» **Supplied text**
########################################
We spoke to our Cat Welfare Coordinator, Georgina Costi, to find out what padding is and why cats do it.
Padding, kneading or our personal favourite “making biscuits” is when a cat steps on something soft then alternately pushes it’s paws on the soft surface. They can do this both with or without their claws. You might notice them doing it on a blanket, other cats or dogs, or even your lap.
The simplest reason is that this is a behaviour brought into adulthood from a cat’s early years. When kittens are nursing from their mothers, they knead the breast (also called ‘milk treading’) to encourage milk expression and to make it flow faster.
They continue to perform this behaviour once they are fully grown adults because nursing was a time of comfort and pleasure for them, so this movement is very soothing. You might notice your cat dribbling or suckling whilst they pad too. This is also linked to nursing habits and the expectation of receiving milk. And it’s not just domestic cats that make biscuits – big cats such as lions do it too!
########################################
» **Records**
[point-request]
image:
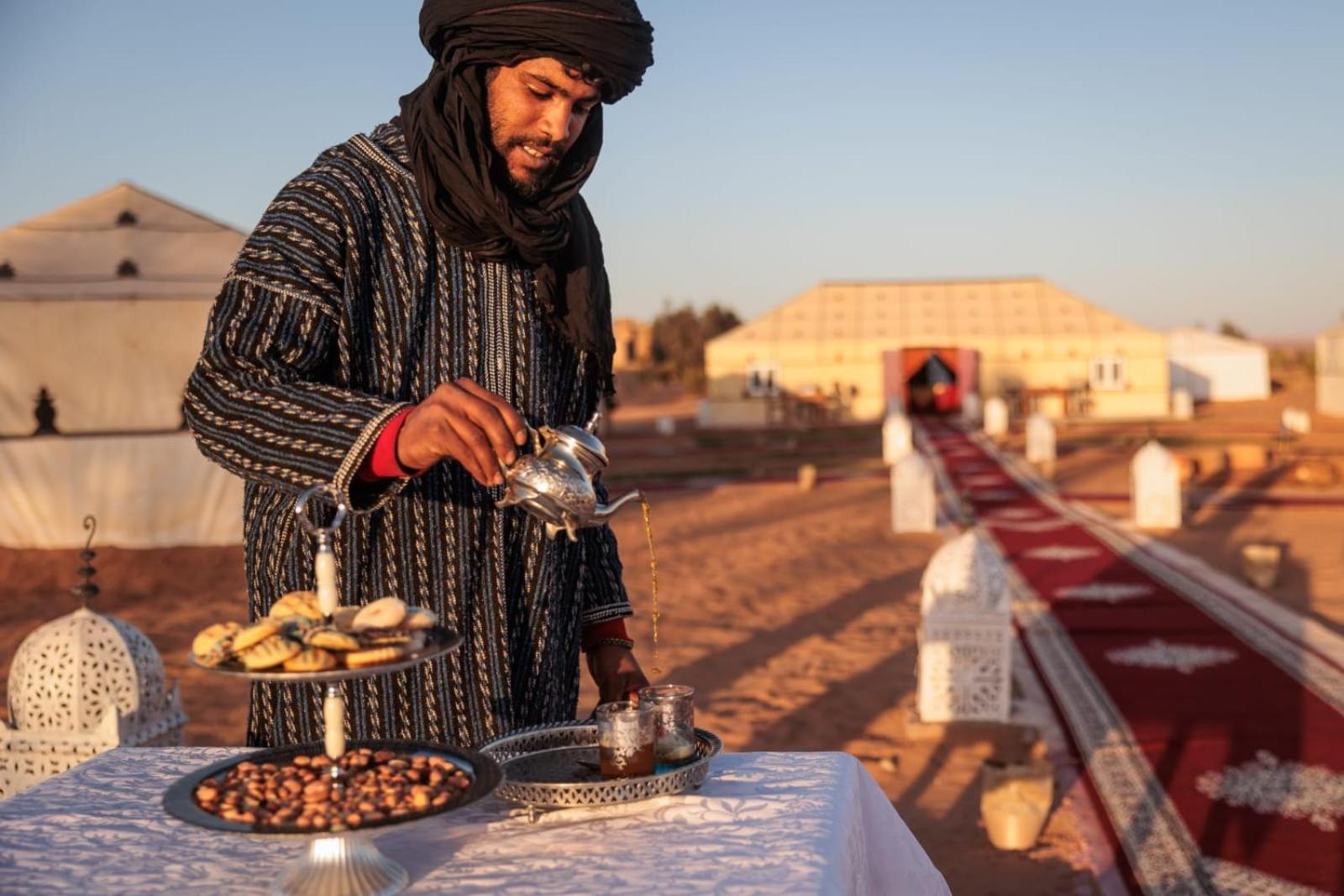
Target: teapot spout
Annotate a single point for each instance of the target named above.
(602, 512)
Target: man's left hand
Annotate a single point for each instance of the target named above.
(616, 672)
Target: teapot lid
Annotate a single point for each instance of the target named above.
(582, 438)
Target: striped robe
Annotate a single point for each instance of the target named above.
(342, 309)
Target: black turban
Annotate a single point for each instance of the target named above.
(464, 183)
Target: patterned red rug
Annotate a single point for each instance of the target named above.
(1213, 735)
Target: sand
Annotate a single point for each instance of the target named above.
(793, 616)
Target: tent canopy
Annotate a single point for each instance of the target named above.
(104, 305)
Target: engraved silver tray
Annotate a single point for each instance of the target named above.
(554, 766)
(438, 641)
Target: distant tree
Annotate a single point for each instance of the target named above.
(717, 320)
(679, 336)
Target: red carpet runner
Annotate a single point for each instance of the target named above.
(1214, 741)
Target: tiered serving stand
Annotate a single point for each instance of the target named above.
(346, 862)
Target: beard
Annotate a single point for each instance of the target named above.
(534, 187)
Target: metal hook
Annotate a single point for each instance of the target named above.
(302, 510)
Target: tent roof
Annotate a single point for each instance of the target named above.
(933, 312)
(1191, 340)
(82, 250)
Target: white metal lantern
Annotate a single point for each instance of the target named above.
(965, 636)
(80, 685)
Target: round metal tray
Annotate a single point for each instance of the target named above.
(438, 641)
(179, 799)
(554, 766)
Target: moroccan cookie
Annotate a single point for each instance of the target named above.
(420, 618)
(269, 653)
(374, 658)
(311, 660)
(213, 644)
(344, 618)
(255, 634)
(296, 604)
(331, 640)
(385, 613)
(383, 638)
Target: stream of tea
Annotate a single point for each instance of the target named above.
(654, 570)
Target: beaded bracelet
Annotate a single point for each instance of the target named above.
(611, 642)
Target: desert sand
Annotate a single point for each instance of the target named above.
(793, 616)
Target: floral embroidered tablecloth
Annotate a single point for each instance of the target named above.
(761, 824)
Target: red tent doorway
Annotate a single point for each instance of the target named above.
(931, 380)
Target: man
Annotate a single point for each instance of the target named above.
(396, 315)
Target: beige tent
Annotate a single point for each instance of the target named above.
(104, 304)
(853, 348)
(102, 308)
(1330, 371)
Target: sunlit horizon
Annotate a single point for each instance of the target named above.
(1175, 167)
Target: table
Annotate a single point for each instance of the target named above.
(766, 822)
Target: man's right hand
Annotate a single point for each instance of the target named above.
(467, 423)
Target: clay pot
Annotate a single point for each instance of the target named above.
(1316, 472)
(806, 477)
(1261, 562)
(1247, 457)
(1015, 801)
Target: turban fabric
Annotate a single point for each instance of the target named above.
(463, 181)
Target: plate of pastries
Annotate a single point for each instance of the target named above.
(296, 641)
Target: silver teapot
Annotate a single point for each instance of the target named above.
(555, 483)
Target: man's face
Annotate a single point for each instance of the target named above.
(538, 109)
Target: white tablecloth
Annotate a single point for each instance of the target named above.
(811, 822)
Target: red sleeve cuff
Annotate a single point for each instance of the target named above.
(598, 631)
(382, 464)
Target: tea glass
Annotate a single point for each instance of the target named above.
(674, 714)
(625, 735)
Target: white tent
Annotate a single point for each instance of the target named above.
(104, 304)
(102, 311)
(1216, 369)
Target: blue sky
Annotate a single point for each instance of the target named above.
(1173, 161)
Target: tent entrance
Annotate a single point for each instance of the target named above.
########################################
» **Assigned task A**
In the text on cat padding, what is a kitten's kneading of its mother's breast while nursing also called?
» **Assigned task B**
Write the next part of the text on cat padding, picking up after its last sentence.

» **Answer space A**
Milk treading.

» **Answer space B**
The reason why they tend to pad on soft items is because the softness and fluffiness reminds the cat of their mother’s belly. If your cat pads on you, it suggests that they feel comfortable with you and are happy to use you to knead their way to relaxation.
There are a few other potential reasons for padding, however these are more speculative.Cats have scent glands on the underside of their paws, and they use scent as a way of creating familiarity, marking territory, self soothing or bonding with another creature. So you could argue that anything they choose to knead is something they see as their territory or as a bonding technique. They are declaring ‘this is mine’. However this doesn’t explain their preference for kneading on soft surfaces.
Another hypothesis is that cat’s knead as a way of compacting a sleeping area. Usually a domestic cat will have a soft, fluffy bed or a comfortable sofa to sleep on. But before the domestication of cats, they often would have to sleep in a mound of grass or weeds. This behaviour compacts the plants and creates a more comfortable sleeping place. So it could be another genetic behaviour passed down through generations.
Whatever the reason for padding, there’s one thing we can all agree on – it’s very cute!